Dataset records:
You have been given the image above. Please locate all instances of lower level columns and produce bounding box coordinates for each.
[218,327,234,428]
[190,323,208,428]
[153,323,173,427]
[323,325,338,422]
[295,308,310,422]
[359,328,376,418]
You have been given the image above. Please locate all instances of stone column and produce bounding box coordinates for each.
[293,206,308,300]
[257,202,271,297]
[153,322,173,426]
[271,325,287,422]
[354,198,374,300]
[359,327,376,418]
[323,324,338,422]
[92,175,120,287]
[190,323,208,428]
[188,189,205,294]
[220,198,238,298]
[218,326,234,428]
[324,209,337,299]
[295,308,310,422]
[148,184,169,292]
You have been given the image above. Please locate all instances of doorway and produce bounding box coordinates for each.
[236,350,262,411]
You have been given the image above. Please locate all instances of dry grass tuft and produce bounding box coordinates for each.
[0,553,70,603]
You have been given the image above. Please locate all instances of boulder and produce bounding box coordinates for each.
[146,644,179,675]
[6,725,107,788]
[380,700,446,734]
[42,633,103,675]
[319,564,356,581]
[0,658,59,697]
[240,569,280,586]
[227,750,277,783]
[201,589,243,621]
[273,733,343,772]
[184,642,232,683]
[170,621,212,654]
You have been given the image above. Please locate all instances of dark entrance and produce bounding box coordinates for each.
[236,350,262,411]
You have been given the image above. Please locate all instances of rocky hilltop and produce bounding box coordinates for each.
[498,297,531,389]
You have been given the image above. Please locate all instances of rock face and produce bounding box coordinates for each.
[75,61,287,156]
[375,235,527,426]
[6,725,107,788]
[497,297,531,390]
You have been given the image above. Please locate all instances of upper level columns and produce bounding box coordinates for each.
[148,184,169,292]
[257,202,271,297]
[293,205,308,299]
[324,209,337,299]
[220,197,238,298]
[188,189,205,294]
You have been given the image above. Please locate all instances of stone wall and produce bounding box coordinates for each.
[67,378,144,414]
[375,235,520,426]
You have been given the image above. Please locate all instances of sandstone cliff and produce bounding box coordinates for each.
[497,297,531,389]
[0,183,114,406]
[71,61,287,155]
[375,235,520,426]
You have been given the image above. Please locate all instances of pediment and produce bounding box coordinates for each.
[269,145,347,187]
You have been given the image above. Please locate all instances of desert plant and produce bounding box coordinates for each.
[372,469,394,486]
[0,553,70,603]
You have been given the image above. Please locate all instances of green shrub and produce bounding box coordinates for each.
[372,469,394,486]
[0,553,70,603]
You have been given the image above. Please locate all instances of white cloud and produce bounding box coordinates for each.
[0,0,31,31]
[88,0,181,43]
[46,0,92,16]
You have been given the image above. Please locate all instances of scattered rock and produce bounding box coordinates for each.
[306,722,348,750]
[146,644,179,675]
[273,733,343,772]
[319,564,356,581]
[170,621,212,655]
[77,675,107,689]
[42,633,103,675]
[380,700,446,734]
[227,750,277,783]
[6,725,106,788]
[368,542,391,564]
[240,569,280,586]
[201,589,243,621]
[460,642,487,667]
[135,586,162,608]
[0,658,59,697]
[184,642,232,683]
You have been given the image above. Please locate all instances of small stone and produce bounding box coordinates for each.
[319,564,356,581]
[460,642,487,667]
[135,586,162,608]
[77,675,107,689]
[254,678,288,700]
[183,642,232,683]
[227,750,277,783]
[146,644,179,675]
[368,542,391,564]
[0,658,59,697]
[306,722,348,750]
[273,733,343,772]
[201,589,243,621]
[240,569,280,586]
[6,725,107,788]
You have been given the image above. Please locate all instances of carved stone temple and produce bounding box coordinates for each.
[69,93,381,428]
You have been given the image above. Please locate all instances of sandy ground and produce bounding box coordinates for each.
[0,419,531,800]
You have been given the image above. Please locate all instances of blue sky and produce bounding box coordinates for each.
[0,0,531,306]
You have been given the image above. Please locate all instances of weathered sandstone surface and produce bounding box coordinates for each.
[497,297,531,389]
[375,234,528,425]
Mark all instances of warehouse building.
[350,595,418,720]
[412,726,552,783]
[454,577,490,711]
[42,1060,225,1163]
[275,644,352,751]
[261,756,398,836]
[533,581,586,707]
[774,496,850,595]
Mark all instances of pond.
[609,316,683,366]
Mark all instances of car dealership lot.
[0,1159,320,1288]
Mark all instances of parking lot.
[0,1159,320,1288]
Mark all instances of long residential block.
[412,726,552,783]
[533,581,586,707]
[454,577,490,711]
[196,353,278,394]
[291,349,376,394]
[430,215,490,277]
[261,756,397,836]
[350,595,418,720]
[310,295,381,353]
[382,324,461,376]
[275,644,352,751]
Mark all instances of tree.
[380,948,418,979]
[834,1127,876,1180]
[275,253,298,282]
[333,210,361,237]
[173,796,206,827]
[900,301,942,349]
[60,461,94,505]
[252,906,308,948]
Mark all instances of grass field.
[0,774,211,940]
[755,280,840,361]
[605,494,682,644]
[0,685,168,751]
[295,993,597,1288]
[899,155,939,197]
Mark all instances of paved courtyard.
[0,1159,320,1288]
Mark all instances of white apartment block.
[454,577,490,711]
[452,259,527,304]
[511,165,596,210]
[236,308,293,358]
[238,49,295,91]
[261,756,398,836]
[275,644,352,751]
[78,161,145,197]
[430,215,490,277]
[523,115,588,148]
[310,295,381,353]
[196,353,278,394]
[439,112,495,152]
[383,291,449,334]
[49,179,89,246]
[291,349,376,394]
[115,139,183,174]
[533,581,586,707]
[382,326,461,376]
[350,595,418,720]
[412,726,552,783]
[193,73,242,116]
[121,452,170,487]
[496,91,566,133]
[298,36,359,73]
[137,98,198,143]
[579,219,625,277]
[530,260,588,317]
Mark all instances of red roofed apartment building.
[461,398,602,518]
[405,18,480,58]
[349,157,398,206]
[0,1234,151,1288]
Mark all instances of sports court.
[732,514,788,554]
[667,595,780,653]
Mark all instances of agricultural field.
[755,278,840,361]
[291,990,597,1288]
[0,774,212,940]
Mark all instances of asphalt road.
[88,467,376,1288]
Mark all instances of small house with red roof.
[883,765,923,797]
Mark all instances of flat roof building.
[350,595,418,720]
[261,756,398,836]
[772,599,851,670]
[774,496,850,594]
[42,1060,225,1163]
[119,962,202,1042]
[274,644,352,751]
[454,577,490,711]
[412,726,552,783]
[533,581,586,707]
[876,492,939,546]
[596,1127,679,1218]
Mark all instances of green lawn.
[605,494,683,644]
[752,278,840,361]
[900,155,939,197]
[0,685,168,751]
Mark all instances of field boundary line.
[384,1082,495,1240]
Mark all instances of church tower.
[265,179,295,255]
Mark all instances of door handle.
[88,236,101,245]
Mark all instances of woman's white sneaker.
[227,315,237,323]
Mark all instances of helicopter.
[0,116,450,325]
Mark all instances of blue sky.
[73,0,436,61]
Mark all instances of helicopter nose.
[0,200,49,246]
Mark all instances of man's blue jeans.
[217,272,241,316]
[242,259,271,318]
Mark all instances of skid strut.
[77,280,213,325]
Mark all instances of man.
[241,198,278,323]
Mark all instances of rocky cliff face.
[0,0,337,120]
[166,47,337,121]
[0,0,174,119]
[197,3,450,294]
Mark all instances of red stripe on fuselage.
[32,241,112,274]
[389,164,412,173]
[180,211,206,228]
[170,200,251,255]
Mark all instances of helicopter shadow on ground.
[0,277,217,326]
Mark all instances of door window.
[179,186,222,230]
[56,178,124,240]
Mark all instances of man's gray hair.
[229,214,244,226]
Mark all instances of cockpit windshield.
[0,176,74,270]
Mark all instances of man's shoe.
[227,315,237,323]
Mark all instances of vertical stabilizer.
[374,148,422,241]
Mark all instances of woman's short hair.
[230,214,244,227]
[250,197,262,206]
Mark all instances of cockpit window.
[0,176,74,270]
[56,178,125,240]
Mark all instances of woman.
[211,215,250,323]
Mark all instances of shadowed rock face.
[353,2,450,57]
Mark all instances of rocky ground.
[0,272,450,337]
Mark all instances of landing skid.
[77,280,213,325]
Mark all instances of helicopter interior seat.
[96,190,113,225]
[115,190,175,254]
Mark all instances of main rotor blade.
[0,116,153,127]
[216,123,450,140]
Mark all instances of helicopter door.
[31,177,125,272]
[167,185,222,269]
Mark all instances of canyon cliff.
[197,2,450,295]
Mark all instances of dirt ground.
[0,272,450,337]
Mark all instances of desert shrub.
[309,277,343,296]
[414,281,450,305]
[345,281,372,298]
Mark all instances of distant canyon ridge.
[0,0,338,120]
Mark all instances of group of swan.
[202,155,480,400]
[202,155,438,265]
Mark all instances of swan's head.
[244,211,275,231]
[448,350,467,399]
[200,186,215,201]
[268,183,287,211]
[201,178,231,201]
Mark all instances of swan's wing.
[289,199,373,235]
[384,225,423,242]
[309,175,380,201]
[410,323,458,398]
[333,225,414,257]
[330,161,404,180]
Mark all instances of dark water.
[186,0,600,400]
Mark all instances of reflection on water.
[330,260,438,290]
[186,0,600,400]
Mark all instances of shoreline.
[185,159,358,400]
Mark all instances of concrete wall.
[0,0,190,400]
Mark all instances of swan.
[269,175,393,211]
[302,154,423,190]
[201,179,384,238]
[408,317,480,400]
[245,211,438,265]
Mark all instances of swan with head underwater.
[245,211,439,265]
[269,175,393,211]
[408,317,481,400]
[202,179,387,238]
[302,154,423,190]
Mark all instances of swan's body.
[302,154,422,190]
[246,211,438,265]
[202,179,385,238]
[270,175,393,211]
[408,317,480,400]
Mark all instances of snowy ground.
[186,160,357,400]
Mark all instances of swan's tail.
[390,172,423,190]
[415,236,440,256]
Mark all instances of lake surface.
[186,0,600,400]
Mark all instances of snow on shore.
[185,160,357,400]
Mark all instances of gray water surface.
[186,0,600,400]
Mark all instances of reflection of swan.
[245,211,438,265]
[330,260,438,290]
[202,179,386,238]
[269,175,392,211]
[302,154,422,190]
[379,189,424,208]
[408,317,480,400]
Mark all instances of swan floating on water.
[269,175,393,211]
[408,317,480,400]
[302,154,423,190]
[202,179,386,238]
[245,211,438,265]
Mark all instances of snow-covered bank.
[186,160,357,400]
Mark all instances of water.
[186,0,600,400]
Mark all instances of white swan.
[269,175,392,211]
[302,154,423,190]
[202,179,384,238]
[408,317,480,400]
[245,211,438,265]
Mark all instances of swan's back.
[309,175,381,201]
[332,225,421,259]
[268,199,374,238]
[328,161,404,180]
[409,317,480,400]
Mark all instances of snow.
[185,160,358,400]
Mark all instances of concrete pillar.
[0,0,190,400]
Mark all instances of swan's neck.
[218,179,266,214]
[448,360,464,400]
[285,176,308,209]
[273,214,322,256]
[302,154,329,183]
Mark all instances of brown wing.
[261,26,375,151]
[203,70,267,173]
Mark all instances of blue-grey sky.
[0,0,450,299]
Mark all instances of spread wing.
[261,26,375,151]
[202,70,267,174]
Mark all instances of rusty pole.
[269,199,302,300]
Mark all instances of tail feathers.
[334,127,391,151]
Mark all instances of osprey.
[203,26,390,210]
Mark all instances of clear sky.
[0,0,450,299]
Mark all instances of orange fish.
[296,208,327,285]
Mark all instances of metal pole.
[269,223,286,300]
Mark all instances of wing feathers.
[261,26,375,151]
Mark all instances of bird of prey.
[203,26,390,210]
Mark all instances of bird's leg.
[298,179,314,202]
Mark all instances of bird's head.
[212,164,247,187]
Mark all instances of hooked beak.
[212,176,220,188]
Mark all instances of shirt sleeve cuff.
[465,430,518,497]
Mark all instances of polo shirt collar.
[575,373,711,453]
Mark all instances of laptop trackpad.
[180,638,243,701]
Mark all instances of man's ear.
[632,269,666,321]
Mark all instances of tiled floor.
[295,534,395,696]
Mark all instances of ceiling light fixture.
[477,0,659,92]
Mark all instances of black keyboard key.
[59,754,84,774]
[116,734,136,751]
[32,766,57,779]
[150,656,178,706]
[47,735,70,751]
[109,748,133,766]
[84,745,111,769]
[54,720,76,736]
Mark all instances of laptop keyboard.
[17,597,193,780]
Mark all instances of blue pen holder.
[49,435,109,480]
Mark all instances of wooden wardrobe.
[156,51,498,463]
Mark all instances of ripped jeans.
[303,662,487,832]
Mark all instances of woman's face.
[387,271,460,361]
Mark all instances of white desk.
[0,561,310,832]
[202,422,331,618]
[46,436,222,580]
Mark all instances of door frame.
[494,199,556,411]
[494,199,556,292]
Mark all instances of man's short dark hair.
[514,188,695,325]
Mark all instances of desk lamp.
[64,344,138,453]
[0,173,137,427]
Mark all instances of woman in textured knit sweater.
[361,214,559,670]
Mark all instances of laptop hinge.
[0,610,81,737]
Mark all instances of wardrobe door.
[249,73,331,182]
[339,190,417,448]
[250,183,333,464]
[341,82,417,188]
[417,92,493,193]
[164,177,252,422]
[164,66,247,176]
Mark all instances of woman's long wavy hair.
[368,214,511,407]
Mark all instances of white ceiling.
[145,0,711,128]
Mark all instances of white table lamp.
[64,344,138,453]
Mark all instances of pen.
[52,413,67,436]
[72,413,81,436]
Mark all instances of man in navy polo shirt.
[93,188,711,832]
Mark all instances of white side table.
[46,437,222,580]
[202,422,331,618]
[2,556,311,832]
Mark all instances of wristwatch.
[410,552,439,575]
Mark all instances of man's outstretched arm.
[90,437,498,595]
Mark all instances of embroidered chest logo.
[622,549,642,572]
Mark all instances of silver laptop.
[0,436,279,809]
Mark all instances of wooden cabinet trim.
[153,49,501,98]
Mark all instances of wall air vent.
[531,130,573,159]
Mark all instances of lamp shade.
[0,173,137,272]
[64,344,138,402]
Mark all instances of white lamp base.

* [What to do]:
Return every line above that contains the word "wooden". Case counts.

* [Written response]:
Mark all instances of wooden wardrobe.
Mark all instances of wooden cabinet trim.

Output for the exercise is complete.